--- WHAT TO WORK ON ---
a) List every shell command that the prose of the log-monitoring post places inside double quotation marks, counting each command once.
b) Using the log-monitoring post, decide whether each statement is true, and support each answer with the deciding words of the post, quoted exactly. (i) The suggested change from @spacebar fixes the problem with new files. (ii) In the writer's usual approach, the number of lines in the logfile is recorded in a workfile. (iii) The monitoring script should start running at the same moment as the first report.

--- GIVEN PASSAGE ---
- - -

Original post compared with suggested change from @spacebar:
Quote:
# Original post
while true; do newdate=$(date '+%Y%m%d') ; nowdate=$(date '+%Y%m%d-%H.log'); tail -f /usr/home/ABCD/atimo/log/$newdate/option/OP2/GatewayTransaction.$nowdate ;sleep 5 ; done ;
# Suggested change from @spacebar
while true; do newdate=`date '+%Y%m%d'`; nowdate=`date '+%Y%m%d-%H.log'`; tail -f /usr/home/ABCD/atimo/log/$newdate/option/OP2/GatewayTransaction.$nowdate; sleep 5; done;
The O/P stated that the original problem was "When creating a new file scripts not working".
Both of the above command sequences have this problem (the suggested change just makes an irrelevant change to the date command). They will both go wrong when the application starts a new file because the "tail -f" will lose context.
The big problem is because the script is using "tail -f".
There is no "quick and easy" way round this script design issue except to avoid "tail -f".
My usual approach to log file monitoring is to issue "wc -l" to find out the number of lines in the logfile, record that number in a workfile, then after the time interval calculate the new number of lines, calculate the difference and then issue "tail -n". This is a simplified view because we need to take account of the application starting a new file and will utililise the timestamp on our record file to detect the new file. The simplest approach to the "first time" condition is to do nothing except record the current state. This means that the logfile monitoring script needs to start running exactly one time increment earlier than the first report.
Ps. It always helps to know what Operating System and version you are running and what Shell you prefer.

- - -

[Stored data entries]
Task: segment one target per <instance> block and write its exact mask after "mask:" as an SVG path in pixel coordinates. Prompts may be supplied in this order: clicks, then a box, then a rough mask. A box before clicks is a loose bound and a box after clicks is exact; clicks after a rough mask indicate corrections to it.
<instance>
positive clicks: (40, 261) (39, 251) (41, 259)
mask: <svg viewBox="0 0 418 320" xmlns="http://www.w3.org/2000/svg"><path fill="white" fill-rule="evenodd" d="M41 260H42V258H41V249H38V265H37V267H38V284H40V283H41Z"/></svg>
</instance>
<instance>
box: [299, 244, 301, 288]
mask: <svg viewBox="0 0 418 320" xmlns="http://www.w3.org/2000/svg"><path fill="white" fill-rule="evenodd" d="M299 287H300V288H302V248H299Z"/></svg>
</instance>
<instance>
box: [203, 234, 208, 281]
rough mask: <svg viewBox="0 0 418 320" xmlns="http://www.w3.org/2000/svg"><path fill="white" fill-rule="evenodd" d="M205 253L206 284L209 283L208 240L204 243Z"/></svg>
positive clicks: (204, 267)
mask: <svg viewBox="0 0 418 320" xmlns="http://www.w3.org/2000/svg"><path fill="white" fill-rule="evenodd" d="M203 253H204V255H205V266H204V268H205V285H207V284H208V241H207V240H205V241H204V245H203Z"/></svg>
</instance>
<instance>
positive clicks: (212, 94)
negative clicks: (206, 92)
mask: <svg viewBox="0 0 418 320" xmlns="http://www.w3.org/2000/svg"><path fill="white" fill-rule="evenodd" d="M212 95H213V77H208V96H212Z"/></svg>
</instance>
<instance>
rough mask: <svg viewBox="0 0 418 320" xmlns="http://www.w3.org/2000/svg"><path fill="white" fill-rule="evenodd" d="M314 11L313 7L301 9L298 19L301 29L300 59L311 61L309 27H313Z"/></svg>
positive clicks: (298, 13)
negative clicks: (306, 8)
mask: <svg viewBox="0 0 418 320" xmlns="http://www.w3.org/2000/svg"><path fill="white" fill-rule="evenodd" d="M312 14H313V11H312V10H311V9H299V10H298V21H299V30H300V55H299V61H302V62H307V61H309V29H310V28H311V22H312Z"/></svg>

- - -

--- ANSWERS TO EACH TASK ---
a) "tail -f", "wc -l", "tail -n"

b)
(i) No: "Both of the above command sequences have this problem"
(ii) Yes: "record that number in a workfile"
(iii) No: "needs to start running exactly one time increment earlier than the first report"